> **Reading text**
====

A Weekend on the Sonoma Coast

Friday: I camp at Wright’s Beach b/c they have beachfront sites and are dog-friendly, but Bodega Dunes is nearby with its painterly 2-mile-long beach, which is usually empty (no dogs allowed, though they can be in your campsite). If camping’s not your jam, there are also some lovely coastal resorts in the area, like Drakes in Bodega Bay or the River Inn in Jenner. And you can always rent a house in Sea Ranch, which is a special experience.

No matter where you stay, you absolutely must spend your first evening on the beach, so pick up some poke and potato chips and a bottle of wine from the Fishetarian or Tides Market in Bodega Bay and get out there; doesn’t matter where–they’re all gorgeous, and most are amazingly uncrowded. Pro tip–park at Duncan’s Point and take the short path down to Wright’s Beach to avoid the day-use charges and sunset curfew at the state park. But do heed the signs about staying off the rocks and out of the water, and don’t go out on the point if it’s storming: the local nickname for Duncan’s Point is Death Rock; people have been swept to their death from the parking lot in exceptionally high seas. Actually, I should say this in general about the Sonoma Coast: the ocean here is for looking, not touching. There’s an offshore shelf that makes for great fish habitat but terrible swimming, as it generates wicked undertow and a sinister rip tide. But don’t be sad: I have water sports on the menu for you–they’re just going to happen in a river.

Saturday: Drive up the coast to Stewart’s Point and get a morning bun and coffee, or a breakfast burrito, and some picnic supplies at Two Fish bakery. Then continue on a bit to Sea Ranch, read up on its fascinating history at the lodge, and then park there or at the Black Point Beach public parking lot and walk/run/horseback ride along the stunning Coastal Trail to your heart’s content–all 9 miles to Gualala if you like. Stop at one of the many jaw-dropping overlooks and picnic while picking out your favorite 1970s cedar eco-house and marveling at the grass-mowing sheep written into the original land grant (from a distance, please–their corrals are electrified and their canine guardians serious about their jobs). After lunch, I have some seasonal options for you:

  • if you’re there January-March, go mushroom foraging with an expert in Salt Point State Park.
  • If you’re there March-early June, go whale-watching at Ft Ross, an old Russian otter-fur-trading base that did a brief stint as a U.S. fort before being decommissioned. While you’re there, catch a tour so you can witness the amazing general store they’ve recreated complete with the Chinese trade goods the trappers got for their otter pelts; and, don’t miss the little jewel-box Russian Orthodox chapel as well.

====

Data entries:

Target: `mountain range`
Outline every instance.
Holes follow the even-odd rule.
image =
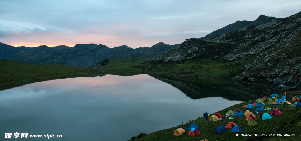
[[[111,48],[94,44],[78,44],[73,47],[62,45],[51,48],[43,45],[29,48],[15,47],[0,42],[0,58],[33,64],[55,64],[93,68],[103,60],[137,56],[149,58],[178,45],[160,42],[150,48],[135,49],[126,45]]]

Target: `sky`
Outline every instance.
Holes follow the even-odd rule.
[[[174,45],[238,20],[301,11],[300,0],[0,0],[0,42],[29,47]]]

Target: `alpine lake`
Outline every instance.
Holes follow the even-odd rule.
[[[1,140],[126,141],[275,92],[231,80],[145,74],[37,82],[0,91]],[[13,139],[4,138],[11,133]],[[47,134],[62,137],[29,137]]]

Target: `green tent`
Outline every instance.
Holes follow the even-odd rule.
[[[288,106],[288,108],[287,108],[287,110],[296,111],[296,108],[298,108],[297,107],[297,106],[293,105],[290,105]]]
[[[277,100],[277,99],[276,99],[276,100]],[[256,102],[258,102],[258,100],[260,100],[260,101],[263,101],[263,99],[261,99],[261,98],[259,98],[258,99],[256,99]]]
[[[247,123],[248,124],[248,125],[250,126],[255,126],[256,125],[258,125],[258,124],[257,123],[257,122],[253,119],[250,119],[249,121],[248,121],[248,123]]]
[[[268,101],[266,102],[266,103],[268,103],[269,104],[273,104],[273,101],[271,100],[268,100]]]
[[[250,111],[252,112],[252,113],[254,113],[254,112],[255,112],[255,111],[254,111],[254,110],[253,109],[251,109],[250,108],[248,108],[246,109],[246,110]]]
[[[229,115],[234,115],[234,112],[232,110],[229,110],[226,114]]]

====

Pick up the Sonoma Coast weekend guide after its last sentence and keep writing in the same voice.

  • If you’re there in the summer or early fall, stop in Jenner and rent a kayak at the kiosk in the “C” Store parking lot for a foray on the Russian River, where you’re likely to see some otters whose great-great-grandparents the fur traders missed (phew!) as well as egrets, herons, deer, and coyotes. Pay attention to the tide tables or you might have some tough paddling on the way back in, but the river delta is flat and safe overall, and there are some nice beaches to stop at; put in at Goat Rock state park and hike over the dunes for a lovely view of the Jenner Headland.

No matter what you choose, you’ll have burned off your lunch by the time you’re done, so head across the street to the Jenner Wine Bar or Café Aquatica and refresh yourself on their picturesque riverfront decks.

It’s now time to choose your sunset-watching spot. I recommend either Mammoth Rocks (believed to be rubbing rocks used by Paleolithic mammoths) or nearby Shell Beach (not so many shells anymore, but a nice selection of seaweed you can harvest at low tide; there’s no such thing as poisonous seaweed, so cut whatever tastes good to you off its stem and eat it as a salad, or throw it in a bag in your cooler for drying when you get home; you can forage up to 10 pounds per day by state law!).

For dinner, if you’re not making potato-chip-crusted fried-fish tacos at your campsite with some local rockfish, then I recommend trying Huria’s Pizza or Terrapin Creek in Bodega Bay–or heading back to the Fishetarian for some fish and chips.

Sunday: You’re destined for the farmer’s market in Bodega Bay, but that doesn’t get going until 10 am, so I’d recommend whiling away any intervening time with a short hike along the coastal trail that goes from the Children’s Bell Tower at the Community Center out to Bodega Dunes (if you haven’t been there yet); getting all the way to the beach and back will take you a solid hour. Or, if you’ve had enough hiking at this point, grab a pair of binoculars (you brought them, right?) and watch the surfers at North Salmon Creek beach.

After you’ve toured the market, gotten your mushroom coffee and croissant, listened to a live smooth-jazz rendition of “That’s Amore,” and filled up your coolers with local produce, you’re probably headed home. I don’t know where that is, but odds are good the trip will take you south by the Bodega Bay Oyster Company, where you should try a couple dozen tiny Olympias–once so prevalent that San Francisco is literally built on them (their shells, at least) then extirpated from the bay by pollution and overfishing and recently reintroduced at farms along the Pacific Northwest. I also recommend the French Belons. If you’re still procrastinating the drive home at this point, I highly recommend a brief detour to Freestone to Wild Flour bakery to pick up whatever their daily special is with some coffee and nibble it in their relaxing garden. Or, brunch in Occidental at Hazel or Howard Station. After that, it’s time to leave the Coast, too soon.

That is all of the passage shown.